> [READING PASSAGE]
--------------------------------------------------

Not Used on a Saturday ! Diary Issues Go Deep

Sunday 15th November 2009

Yesterday I had a blank Saturday. I wasn’t used. When the TV or Radio phone up they say: ‘We want to use you.’ Quite often they phone back later and say, ‘We’re not using you.’ I have transferred the expression to social life. I was supposed to be dining with Arjan Bose and Robert Nevil in Frankie-Doreen Gunn’s basement flat where Arjan is living. But the  exquisite young man had made a mistake with his rota – he works in flowers, the hours are odd. Robert Nevil was meant to have told me but, whirled round in pre-publication flurry over the Pony Club book, he forgot. It only came out by chance last week when we were at the Ashmoleum Opening. What’s more, he had already made other arrangements; what’s furthermore, it emerged yesterday, Arjan was after all free and was joining in the other arrangement.

According to Robert Nevil this is what happens if you get involved with the young and decorative – which is what we like to do.

So there it is – a blank Saturday. The worst! Nothing for it but to read some fabulously boring documents to do with my mine. Do you remember about my mine ?  Not working yet. Will it ever be? Some weeks ago, you might also remember, I wrote about the absolute centrality of the diary to Poor Little Rich Gay life. You must have a diary and you must fill it. And Saturdays are the most precious of all, ardently to be filled, only given as the rarest and most special gift.  It was somehow the beginning of the end of my friendship with Simon Limpney when I confined in him that I am sometimes unused on a Saturday. He took it very seriously; he thought there must be something dreadfully wrong – with me, apparently.

--------------------------------------------------

> [PROVIDED INFORMATION]
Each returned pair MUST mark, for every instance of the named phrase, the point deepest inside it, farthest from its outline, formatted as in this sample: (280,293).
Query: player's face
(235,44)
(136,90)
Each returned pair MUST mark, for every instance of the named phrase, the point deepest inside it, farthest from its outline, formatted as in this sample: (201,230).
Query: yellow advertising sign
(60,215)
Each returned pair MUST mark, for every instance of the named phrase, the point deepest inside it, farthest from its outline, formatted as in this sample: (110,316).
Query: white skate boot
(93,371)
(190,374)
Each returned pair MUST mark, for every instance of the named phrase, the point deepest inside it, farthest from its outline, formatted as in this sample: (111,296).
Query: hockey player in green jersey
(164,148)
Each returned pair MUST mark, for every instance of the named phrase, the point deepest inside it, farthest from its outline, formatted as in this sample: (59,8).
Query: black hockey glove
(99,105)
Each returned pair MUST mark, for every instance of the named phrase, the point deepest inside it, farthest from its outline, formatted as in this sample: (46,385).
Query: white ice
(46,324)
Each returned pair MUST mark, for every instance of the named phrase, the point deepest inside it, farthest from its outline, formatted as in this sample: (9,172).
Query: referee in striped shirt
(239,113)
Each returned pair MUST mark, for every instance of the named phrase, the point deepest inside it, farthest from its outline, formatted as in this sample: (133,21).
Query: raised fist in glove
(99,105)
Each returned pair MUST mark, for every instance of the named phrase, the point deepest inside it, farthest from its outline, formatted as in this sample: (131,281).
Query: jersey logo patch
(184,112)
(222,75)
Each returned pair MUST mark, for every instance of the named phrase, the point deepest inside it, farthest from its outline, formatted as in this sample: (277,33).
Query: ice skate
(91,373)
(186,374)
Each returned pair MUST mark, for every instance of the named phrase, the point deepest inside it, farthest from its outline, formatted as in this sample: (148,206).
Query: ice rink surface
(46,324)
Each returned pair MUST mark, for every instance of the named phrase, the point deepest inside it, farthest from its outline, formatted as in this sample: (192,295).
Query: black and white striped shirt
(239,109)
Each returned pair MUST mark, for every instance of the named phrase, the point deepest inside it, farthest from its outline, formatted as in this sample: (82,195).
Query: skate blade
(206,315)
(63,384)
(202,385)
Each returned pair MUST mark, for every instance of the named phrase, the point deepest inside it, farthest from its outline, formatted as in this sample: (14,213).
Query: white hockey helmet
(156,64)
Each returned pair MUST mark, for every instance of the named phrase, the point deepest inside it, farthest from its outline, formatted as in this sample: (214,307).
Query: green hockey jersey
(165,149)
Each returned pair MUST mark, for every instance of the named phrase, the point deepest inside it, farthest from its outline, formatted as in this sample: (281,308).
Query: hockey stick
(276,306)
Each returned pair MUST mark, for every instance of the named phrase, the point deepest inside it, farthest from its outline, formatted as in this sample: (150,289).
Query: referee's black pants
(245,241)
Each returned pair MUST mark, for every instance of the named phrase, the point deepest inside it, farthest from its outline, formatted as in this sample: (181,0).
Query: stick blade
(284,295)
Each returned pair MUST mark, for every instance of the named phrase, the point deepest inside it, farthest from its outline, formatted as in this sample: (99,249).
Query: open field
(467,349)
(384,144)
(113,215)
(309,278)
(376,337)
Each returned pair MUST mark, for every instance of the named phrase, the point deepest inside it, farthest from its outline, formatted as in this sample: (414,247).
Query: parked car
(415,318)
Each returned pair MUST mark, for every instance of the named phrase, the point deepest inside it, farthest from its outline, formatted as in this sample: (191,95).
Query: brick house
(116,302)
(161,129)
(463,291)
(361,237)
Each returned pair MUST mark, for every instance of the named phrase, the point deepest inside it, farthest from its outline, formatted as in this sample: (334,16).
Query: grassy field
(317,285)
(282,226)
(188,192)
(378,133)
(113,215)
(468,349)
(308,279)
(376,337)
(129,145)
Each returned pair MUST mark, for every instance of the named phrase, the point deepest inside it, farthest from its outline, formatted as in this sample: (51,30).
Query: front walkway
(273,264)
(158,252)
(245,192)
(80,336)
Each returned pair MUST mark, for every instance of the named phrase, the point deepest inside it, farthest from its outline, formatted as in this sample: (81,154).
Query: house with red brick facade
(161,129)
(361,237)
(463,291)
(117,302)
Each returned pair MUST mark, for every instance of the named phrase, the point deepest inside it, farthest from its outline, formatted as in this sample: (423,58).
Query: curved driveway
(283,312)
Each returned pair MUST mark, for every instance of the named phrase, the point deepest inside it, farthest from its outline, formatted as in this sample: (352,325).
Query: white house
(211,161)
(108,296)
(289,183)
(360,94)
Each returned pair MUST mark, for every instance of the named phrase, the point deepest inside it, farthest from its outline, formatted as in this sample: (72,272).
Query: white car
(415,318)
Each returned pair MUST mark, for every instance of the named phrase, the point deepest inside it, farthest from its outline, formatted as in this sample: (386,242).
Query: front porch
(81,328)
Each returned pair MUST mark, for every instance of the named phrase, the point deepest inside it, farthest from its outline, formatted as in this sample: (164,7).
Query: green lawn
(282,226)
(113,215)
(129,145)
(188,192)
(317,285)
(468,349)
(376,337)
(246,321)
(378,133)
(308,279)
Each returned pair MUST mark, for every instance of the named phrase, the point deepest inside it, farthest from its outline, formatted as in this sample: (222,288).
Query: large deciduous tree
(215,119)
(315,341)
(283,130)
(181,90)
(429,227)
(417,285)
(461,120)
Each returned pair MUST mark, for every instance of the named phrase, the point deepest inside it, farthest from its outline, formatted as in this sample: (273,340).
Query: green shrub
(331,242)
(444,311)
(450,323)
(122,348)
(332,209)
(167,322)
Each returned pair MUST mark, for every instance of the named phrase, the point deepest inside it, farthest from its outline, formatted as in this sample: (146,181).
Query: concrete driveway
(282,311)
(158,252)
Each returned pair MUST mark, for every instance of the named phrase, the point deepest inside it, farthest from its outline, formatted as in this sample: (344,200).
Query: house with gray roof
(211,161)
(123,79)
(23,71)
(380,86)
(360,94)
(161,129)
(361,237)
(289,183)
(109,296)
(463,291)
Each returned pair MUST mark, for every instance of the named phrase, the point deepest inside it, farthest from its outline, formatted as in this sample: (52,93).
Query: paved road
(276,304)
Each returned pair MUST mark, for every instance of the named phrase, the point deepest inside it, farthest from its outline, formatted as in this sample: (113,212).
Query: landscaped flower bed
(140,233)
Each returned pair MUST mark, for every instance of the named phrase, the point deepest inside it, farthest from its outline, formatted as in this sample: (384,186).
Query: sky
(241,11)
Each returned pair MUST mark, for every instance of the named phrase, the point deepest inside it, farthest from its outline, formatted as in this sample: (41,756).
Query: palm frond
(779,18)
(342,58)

--------------------------------------------------

> [GIVEN PROBLEM 1] Name every person the blank-Saturday diary post mentions by full name.
> [GIVEN PROBLEM 2] Duplicate the part of the blank-Saturday diary post that opens with the words containing "Sunday 15th November" and closes with "the other arrangement.".
The entries above come from a different source than the blank-Saturday diary post.

> [FULL OUTPUT 1] Arjan Bose, Robert Nevil, Frankie-Doreen Gunn, Simon Limpney

> [FULL OUTPUT 2]
Sunday 15th November 2009

Yesterday I had a blank Saturday. I wasn’t used. When the TV or Radio phone up they say: ‘We want to use you.’ Quite often they phone back later and say, ‘We’re not using you.’ I have transferred the expression to social life. I was supposed to be dining with Arjan Bose and Robert Nevil in Frankie-Doreen Gunn’s basement flat where Arjan is living. But the  exquisite young man had made a mistake with his rota – he works in flowers, the hours are odd. Robert Nevil was meant to have told me but, whirled round in pre-publication flurry over the Pony Club book, he forgot. It only came out by chance last week when we were at the Ashmoleum Opening. What’s more, he had already made other arrangements; what’s furthermore, it emerged yesterday, Arjan was after all free and was joining in the other arrangement.